Soups have been a mainstay in Russian cuisine for all of recorded history. In other countries young people might skip soup at lunch, but not in Russia. At home or at work, soup is an essential part of the mid-day meal.

So is it any surprise that soups make up the largest number of traditional Russian recipes? We’ll try to explain why.

But before we begin, it’s important to understand how soups in Russia differ from soups in European countries. Throughout history in Russia, the best kind of broth for both shchi (cabbage based soups) and pokhlyobki (vegetable soups) had a high fat content. This was more important than a strong flavor. Recipes for pureed soups are almost always borrowed from abroad — in fact, the word “soup” (суп) only appeared in Russia in the 18th century. When the ingredients include chopped cabbage or mushrooms, this almost always means that it is “authentically Russian.” And it’s almost certainly traditionally Russian if it includes sauerkraut, pickled cucumbers, and other salted vegetables.

Serving soup with sour cream is another a characteristic feature of our cuisine.


					Green sorrel soup.					 					Courtesy of authors
Green sorrel soup. Courtesy of authors

In the Soviet period there were no radical changes. The basic historical soup recipes were preserved (shchi, borscht, mushroom soup, noodle soup), and the tradition of modifying old dishes that began in the 19th century continued (for example, kalya turned into rassolnik, which is now usually Leningrad rassolnik).

One new trend in this period was the rapid assimilation of soups from the Union republics, such as kharcho, chikhirtma and shurpa.

────

**TASK SET**.
**1.** Write out the stretch of the Russian soups text from "In the Soviet" through "chikhirtma and shurpa.".
**2.** According to the Russian soups text, which basic historical soup recipes were preserved in the Soviet period?
**3.** Carry the piece on Russian soups on from its final sentence.
The stored entries were drawn from a separate source.

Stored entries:
────

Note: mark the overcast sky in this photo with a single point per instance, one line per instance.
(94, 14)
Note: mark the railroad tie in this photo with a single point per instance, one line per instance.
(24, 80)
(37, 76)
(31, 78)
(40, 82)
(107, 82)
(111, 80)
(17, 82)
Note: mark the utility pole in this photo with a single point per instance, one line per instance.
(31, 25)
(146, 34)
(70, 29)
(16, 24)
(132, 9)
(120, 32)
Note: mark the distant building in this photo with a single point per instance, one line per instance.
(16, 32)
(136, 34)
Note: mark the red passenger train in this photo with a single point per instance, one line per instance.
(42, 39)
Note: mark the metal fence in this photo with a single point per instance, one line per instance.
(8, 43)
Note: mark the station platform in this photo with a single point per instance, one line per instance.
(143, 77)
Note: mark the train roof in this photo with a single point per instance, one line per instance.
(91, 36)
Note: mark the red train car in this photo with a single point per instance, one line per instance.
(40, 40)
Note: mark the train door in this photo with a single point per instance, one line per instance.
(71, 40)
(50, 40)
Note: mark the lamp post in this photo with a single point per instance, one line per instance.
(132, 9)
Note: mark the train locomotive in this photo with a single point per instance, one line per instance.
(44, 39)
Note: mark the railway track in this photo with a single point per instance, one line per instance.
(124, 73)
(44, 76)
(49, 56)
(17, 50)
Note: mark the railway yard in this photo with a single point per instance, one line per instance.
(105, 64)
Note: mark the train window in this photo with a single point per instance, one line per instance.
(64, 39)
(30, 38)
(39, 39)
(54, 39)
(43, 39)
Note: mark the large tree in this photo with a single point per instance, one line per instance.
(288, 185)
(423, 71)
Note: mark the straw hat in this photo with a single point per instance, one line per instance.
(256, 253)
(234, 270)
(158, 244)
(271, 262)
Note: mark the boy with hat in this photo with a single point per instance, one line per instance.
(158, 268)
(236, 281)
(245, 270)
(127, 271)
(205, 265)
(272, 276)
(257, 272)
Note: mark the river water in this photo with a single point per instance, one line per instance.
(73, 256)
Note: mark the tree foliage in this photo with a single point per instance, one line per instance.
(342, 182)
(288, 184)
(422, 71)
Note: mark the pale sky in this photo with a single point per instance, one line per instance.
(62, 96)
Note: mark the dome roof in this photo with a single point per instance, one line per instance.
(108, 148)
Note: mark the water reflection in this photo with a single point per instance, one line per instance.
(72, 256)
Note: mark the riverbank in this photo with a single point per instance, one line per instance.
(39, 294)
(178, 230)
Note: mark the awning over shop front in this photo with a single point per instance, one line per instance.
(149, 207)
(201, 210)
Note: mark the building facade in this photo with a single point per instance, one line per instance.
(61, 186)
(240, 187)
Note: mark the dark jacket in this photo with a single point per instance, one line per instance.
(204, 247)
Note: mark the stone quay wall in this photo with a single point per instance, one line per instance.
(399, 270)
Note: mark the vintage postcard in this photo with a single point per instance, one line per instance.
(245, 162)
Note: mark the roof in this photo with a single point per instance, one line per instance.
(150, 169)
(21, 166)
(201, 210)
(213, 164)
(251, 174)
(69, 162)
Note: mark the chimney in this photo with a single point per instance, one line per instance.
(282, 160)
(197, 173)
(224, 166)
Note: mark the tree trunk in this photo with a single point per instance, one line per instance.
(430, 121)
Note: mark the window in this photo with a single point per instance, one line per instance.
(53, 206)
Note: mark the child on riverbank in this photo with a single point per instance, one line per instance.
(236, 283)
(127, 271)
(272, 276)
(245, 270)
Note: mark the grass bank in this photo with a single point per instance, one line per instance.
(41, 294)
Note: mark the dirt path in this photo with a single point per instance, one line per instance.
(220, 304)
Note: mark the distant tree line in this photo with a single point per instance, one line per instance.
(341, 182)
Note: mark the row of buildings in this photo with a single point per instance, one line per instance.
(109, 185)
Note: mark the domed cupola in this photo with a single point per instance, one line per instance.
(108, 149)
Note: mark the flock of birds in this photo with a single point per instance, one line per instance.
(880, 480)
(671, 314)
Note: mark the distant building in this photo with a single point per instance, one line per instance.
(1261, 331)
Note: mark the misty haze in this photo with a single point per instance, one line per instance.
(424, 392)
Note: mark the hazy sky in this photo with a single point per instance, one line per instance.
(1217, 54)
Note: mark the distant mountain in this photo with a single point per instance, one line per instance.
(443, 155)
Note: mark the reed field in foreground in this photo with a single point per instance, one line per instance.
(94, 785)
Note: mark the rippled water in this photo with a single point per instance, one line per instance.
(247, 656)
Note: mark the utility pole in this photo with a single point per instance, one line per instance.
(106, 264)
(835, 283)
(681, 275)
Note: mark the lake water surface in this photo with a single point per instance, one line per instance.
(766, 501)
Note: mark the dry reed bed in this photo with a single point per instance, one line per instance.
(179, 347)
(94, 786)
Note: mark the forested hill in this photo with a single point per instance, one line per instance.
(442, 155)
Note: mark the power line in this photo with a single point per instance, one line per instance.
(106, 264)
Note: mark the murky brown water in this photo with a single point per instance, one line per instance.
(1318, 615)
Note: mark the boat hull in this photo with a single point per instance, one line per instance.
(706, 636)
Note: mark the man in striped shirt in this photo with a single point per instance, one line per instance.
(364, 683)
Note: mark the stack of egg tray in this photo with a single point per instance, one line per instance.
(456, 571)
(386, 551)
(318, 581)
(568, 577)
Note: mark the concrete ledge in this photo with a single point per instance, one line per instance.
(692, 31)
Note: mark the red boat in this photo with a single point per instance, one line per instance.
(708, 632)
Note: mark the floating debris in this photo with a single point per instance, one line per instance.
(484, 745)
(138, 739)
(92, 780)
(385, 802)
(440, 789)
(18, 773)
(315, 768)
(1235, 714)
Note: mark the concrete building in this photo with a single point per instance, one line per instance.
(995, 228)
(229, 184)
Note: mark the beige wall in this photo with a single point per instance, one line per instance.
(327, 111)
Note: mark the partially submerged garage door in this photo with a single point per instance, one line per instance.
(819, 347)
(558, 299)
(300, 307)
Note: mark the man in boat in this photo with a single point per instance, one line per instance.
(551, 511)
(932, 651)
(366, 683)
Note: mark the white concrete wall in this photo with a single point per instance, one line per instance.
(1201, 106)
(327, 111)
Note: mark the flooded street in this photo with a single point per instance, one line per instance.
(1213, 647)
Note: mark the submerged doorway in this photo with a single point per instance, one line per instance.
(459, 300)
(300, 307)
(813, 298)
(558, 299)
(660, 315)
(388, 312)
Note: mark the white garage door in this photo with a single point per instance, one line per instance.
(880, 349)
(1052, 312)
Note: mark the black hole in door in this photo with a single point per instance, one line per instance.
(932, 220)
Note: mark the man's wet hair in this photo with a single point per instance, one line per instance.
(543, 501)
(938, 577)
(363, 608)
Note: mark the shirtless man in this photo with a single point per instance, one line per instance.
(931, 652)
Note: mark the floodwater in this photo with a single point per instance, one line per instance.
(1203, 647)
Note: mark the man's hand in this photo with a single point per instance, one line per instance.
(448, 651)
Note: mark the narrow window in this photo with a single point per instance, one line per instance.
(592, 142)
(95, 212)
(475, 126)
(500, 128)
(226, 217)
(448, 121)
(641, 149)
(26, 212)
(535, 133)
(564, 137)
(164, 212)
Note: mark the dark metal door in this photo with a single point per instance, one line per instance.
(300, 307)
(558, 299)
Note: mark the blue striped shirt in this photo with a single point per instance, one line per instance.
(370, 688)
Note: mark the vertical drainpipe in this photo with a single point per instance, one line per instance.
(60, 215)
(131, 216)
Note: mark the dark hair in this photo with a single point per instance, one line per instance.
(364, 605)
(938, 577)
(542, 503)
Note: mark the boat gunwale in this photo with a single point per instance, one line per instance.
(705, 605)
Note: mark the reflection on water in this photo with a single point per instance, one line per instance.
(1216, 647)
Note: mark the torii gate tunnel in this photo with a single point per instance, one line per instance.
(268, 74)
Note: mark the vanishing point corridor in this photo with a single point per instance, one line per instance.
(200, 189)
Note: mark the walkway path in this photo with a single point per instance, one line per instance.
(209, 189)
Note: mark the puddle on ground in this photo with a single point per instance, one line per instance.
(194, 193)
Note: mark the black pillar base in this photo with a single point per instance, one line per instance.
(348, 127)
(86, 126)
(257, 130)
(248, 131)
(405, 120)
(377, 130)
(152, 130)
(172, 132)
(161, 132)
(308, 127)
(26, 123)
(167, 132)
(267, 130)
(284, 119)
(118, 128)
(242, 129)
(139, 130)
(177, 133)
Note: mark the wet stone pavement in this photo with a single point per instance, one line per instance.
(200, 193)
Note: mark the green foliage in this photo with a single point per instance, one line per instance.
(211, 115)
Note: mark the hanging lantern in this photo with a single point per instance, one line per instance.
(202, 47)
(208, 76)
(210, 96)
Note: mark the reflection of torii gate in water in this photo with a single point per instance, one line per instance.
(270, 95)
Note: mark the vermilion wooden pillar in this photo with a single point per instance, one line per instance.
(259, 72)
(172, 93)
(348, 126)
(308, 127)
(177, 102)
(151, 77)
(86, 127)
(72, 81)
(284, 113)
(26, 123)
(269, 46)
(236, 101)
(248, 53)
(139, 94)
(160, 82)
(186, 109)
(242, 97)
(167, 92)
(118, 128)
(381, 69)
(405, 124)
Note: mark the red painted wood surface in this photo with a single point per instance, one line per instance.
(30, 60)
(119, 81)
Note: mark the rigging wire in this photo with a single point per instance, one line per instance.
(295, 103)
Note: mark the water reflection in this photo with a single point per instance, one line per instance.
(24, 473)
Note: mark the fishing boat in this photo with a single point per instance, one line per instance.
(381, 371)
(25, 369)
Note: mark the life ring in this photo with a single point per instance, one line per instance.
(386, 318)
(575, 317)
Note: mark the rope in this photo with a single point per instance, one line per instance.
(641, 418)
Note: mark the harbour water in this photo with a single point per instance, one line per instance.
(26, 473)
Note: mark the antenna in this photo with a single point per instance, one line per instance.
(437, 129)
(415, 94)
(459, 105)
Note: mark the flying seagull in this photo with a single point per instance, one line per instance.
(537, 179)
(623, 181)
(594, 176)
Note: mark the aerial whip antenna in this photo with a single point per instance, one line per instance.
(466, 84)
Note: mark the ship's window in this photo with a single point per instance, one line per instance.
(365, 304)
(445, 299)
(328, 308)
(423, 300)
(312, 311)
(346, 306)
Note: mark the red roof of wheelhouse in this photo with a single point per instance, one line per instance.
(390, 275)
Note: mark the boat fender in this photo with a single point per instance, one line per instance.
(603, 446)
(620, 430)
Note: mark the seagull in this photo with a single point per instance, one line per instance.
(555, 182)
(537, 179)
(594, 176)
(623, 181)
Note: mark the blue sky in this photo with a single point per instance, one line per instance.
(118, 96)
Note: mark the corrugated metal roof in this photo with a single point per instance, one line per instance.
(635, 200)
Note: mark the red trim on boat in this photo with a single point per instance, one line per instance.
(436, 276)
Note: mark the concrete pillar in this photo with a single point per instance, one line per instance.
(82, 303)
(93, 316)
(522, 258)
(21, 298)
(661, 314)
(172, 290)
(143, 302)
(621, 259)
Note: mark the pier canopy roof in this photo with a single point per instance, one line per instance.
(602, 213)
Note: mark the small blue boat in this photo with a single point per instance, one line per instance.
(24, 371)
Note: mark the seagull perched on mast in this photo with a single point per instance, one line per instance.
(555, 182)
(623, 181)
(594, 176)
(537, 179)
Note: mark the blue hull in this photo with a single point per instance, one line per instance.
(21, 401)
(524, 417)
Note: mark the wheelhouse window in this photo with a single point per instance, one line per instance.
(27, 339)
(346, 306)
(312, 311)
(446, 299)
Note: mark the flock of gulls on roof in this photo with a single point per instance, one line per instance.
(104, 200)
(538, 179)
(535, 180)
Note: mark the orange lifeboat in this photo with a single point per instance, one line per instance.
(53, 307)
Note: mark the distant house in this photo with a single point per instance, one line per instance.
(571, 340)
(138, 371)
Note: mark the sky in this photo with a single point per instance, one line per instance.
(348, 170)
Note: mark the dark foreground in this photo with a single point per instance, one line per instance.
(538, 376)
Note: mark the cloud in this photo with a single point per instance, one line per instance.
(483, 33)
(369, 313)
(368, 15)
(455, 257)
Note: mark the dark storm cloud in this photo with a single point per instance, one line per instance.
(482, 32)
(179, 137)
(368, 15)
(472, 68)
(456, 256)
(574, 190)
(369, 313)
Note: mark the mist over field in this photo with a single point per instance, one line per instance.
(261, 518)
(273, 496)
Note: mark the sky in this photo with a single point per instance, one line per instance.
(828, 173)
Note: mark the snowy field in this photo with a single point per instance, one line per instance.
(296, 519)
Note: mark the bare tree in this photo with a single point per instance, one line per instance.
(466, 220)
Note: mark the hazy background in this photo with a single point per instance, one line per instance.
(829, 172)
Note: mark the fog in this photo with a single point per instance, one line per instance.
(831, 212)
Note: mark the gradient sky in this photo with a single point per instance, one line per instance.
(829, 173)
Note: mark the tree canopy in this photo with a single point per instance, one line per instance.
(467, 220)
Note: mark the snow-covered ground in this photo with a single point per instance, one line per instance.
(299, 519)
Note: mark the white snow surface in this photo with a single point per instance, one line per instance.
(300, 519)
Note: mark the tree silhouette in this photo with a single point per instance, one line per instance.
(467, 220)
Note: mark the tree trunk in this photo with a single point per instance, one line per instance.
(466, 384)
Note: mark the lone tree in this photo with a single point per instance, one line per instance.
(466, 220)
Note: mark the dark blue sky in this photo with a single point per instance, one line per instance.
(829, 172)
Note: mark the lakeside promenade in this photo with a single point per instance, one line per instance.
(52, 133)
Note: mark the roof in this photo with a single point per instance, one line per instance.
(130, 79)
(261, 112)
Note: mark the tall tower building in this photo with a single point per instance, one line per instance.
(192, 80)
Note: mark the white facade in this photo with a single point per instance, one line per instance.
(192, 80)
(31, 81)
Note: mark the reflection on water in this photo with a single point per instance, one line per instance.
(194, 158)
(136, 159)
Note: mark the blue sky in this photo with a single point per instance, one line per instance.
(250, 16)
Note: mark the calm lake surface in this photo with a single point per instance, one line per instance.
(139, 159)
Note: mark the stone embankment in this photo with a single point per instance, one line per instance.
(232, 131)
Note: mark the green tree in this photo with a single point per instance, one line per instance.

────

**RESPONSE LIST**.
**1.**
In the Soviet period there were no radical changes. The basic historical soup recipes were preserved (shchi, borscht, mushroom soup, noodle soup), and the tradition of modifying old dishes that began in the 19th century continued (for example, kalya turned into rassolnik, which is now usually Leningrad rassolnik).

One new trend in this period was the rapid assimilation of soups from the Union republics, such as kharcho, chikhirtma and shurpa.

**2.** shchi, borscht, mushroom soup, noodle soup

**3.**
					Georgian kharcho.					 					Courtesy of authors
Georgian kharcho. Courtesy of authors

Another trend was the use of new food products, such as a greater variety of canned goods (Pacific saury, salmon, pink salmon) and even the processed cheese called “Druzhba.” During that period healthful cooking was also introduced, which included the very popular milk-based soups in their many incarnations.

The variety of soups in Soviet cookery, especially in public eateries, was impressive. The first edition of “The Book of Tasty and Healthy Food” (1939) had 80 soups; in the 1954 edition there were more than a hundred. Among them: broths, bouillon-based soups, clear soups, pureed and milk-based soups and cold soups (based on kvass and boiled beets). And there were even recipes for soups made from berries and fruits.


					 Soup with zucchini and meatballs.					 					Courtesy of authors
 Soup with zucchini and meatballs. Courtesy of authors

But why are Russians so attached to all these soups? It’s a function of our history and geography. Perhaps each condition or circumstance on its own wasn’t enough to instill our passion for soups. But all together they made us fall in love.

First, we have a cold climate. Most of the year we really want to warm up. Hot vegetable soup with a high fat content is the perfect body warmer. Heat quickly spreads through the body from head to toe and restores strength — especially, to quote a favorite line from a Soviet movie, when it has “giblets on top.”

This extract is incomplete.